(Dataset excerpt)
◇ ◇ ◇

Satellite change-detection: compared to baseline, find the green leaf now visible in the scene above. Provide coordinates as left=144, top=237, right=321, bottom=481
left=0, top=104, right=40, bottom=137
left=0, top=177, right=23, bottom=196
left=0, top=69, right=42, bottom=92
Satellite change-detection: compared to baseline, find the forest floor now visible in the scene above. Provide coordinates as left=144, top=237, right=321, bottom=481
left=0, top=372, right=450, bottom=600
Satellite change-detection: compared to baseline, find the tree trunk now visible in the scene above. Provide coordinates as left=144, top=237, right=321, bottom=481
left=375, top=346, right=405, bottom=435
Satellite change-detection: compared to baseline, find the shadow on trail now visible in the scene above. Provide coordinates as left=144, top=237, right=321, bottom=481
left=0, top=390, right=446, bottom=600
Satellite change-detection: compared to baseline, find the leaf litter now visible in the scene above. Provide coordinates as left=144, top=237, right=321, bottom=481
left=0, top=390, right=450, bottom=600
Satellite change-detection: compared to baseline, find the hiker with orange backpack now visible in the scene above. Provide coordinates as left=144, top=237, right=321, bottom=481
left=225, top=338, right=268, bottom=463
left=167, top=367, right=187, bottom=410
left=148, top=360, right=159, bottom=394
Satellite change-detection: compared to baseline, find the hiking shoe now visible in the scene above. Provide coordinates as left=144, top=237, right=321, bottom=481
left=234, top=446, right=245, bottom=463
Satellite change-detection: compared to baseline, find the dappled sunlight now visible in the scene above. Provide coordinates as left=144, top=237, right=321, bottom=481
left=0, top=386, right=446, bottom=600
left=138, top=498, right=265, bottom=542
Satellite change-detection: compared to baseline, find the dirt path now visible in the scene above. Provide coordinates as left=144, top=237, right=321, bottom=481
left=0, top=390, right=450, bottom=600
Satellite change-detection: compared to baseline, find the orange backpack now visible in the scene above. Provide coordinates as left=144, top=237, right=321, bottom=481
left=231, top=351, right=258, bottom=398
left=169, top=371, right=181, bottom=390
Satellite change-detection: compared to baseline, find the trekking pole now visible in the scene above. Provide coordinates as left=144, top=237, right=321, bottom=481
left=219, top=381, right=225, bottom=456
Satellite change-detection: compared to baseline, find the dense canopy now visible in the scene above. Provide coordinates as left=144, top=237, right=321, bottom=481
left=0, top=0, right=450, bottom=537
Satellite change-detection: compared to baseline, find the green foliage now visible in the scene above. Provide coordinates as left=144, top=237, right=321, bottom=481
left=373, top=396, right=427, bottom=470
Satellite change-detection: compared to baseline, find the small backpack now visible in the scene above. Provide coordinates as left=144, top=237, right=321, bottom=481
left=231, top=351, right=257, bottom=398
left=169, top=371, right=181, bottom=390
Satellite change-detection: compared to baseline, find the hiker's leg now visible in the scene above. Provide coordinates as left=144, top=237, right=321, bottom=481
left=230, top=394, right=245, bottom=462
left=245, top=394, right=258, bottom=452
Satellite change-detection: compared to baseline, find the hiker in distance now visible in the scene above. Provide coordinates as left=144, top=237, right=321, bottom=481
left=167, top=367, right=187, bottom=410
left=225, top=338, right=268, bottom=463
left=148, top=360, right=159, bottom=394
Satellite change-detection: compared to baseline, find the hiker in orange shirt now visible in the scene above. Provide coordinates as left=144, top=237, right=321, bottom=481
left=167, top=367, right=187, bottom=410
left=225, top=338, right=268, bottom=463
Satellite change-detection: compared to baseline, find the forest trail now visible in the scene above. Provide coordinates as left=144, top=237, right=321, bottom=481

◇ ◇ ◇

* DIRECTIONS *
Rewrite the lines above with "baseline" replaced by "reference" wherever it occurs, leaving everything else unchanged.

* OUTPUT OF THE EXERCISE *
Satellite change-detection: compared to reference, find the green leaf now visible in the scene above. Provide coordinates as left=144, top=237, right=321, bottom=481
left=0, top=104, right=40, bottom=137
left=0, top=177, right=23, bottom=196
left=0, top=69, right=42, bottom=92
Satellite change-detection: compared to reference, find the forest floor now visible in the scene above. Provide coordinates as left=144, top=237, right=321, bottom=481
left=0, top=372, right=450, bottom=600
Satellite change-detection: compared to reference, find the tree trunk now visible in the scene above. Provide coordinates as left=144, top=237, right=321, bottom=481
left=375, top=346, right=405, bottom=435
Satellite change-detection: compared to reference, find the shadow on trail now visible in the scene above. Provide coordinates as left=144, top=237, right=321, bottom=481
left=0, top=390, right=446, bottom=600
Satellite change-detection: compared to reference, find the leaf litter now visible in the scene above. Provide coordinates as left=144, top=237, right=321, bottom=481
left=0, top=390, right=450, bottom=600
Satellite change-detection: compared to reference, find the hiker with orange backpack now visible in the scene above. Provide coordinates as left=144, top=237, right=321, bottom=481
left=225, top=338, right=268, bottom=463
left=167, top=367, right=187, bottom=410
left=148, top=360, right=159, bottom=394
Satellite change-detection: compared to reference, find the hiking shoe now visible in the scene above. Provide coordinates as left=144, top=237, right=321, bottom=481
left=234, top=446, right=245, bottom=463
Satellite change-detection: compared to reference, find the dappled sunlight now visible in the scene above. Provide coordinates as left=144, top=237, right=321, bottom=481
left=0, top=386, right=446, bottom=600
left=138, top=498, right=265, bottom=542
Satellite change-detection: compared to reference, find the dirt path now visible in the scene above. Provide coordinates as left=144, top=237, right=321, bottom=481
left=0, top=390, right=450, bottom=600
Satellite change-detection: compared to reference, find the orange backpack now visible in the scene above. Provide coordinates as left=144, top=237, right=321, bottom=481
left=231, top=351, right=258, bottom=398
left=169, top=371, right=181, bottom=390
Satellite change-detection: compared to reference, find the trekking pole now visible in the scene above. Provide coordinates as left=144, top=237, right=321, bottom=481
left=219, top=381, right=225, bottom=456
Satellite change-detection: compared to reference, find the dense canopy now visible in the scene above. Provide coordinates as left=144, top=237, right=321, bottom=481
left=0, top=0, right=450, bottom=537
Satellite change-detection: compared to reference, find the green foliage now visible in the scene above. Provide coordinates as left=144, top=237, right=321, bottom=481
left=373, top=396, right=427, bottom=470
Satellite change-detection: compared to reference, find the small backpack now visible in the scene above. Provide coordinates as left=144, top=237, right=321, bottom=481
left=231, top=351, right=257, bottom=398
left=169, top=371, right=181, bottom=390
Satellite change-detection: compared to reference, find the hiker's leg now visible in the scene above. Provide coordinates as left=144, top=237, right=321, bottom=481
left=230, top=394, right=245, bottom=462
left=245, top=394, right=258, bottom=452
Satellite change-detection: compared to reference, find the hiker in distance now visible in the scene above. Provide coordinates as left=144, top=237, right=321, bottom=481
left=167, top=367, right=187, bottom=410
left=225, top=338, right=268, bottom=463
left=148, top=360, right=159, bottom=394
Satellite change-detection: compared to reference, find the hiker in orange shirt now visible in the scene above. Provide coordinates as left=144, top=237, right=321, bottom=481
left=167, top=367, right=187, bottom=410
left=225, top=338, right=268, bottom=463
Satellite change-detection: compared to reference, find the forest trail now visible in the scene above. Provide coordinates as left=144, top=237, right=321, bottom=481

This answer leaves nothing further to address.